*YOUR TASK*:
For each entry, output its words exactly and leave any picture behind.
ENTRIES SHOWN Block Start
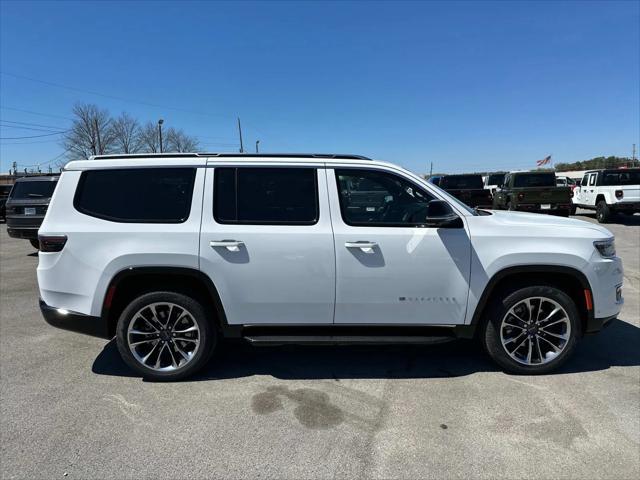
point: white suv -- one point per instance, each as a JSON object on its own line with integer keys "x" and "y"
{"x": 609, "y": 192}
{"x": 172, "y": 253}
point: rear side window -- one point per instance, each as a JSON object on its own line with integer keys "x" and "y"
{"x": 33, "y": 189}
{"x": 285, "y": 196}
{"x": 136, "y": 195}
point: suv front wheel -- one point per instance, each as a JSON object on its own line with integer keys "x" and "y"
{"x": 165, "y": 336}
{"x": 532, "y": 330}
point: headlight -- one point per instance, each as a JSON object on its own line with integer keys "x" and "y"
{"x": 606, "y": 248}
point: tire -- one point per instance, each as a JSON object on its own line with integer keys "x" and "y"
{"x": 168, "y": 356}
{"x": 603, "y": 212}
{"x": 548, "y": 352}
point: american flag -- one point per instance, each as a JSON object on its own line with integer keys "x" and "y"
{"x": 544, "y": 161}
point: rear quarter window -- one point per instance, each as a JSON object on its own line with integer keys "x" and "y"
{"x": 136, "y": 195}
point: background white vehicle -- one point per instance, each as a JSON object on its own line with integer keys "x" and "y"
{"x": 609, "y": 192}
{"x": 172, "y": 253}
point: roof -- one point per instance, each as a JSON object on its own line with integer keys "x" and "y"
{"x": 39, "y": 178}
{"x": 202, "y": 159}
{"x": 235, "y": 155}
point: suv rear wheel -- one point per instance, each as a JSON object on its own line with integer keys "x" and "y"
{"x": 532, "y": 330}
{"x": 165, "y": 336}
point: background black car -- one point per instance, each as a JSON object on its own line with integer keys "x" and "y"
{"x": 467, "y": 188}
{"x": 4, "y": 194}
{"x": 27, "y": 205}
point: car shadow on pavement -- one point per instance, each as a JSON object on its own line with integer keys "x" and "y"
ENTRIES SHOWN Block End
*ANSWER SECTION*:
point: white suv -- one point per instance, each as a JSON object on its own line with integer keys "x" and "y"
{"x": 609, "y": 192}
{"x": 172, "y": 253}
point: rear side window -- one point per instance, each as a JSON object on its own line with integer keys "x" and "y"
{"x": 33, "y": 189}
{"x": 285, "y": 196}
{"x": 136, "y": 195}
point: suv front wheel -- one point per instance, each as a JSON object on its own line with integer keys "x" and "y"
{"x": 165, "y": 336}
{"x": 532, "y": 330}
point: headlight -- one point per instance, each as a JSON object on its own line with integer keys "x" and "y"
{"x": 606, "y": 248}
point: tire -- one point per instance, each as a JSON object on its own line with integer keys "x" and "y"
{"x": 168, "y": 356}
{"x": 603, "y": 212}
{"x": 548, "y": 352}
point: american flag -- one point per instance, each as a JSON object on its own line with integer keys "x" and "y"
{"x": 544, "y": 161}
point: rear quarter window -- one point per instance, each as a JSON object on its own line with integer keys "x" and "y"
{"x": 136, "y": 195}
point: background white vehicle -- one point per instance, each as a JSON object on its own line with integer keys "x" and "y"
{"x": 609, "y": 192}
{"x": 172, "y": 253}
point: roof -- one point per instance, each as a JSON object on its own line with integer keys "x" and "y"
{"x": 39, "y": 178}
{"x": 202, "y": 159}
{"x": 235, "y": 155}
point: suv rear wheel -- one point per instance, each as a JSON object on its own line with integer keys "x" and "y"
{"x": 532, "y": 330}
{"x": 165, "y": 336}
point: background black car -- one point per instance, each as a JSON object on its own line with integer keys "x" and "y"
{"x": 467, "y": 188}
{"x": 4, "y": 194}
{"x": 27, "y": 205}
point: car shadow on pavement -- one point per instance, each as a JSON object on its own line with integer keys "x" and "y"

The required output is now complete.